▶ **TASK STATEMENT**
Down to the last line, reproduce the data below exactly.

▶ **RECORDS SHOWN**
+++
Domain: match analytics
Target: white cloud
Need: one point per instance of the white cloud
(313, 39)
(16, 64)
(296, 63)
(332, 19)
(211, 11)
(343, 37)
+++
▶ **RESPONSE BOX**
Domain: match analytics
Target: white cloud
Need: one point per instance of the white cloud
(313, 39)
(16, 64)
(296, 63)
(332, 19)
(211, 11)
(343, 37)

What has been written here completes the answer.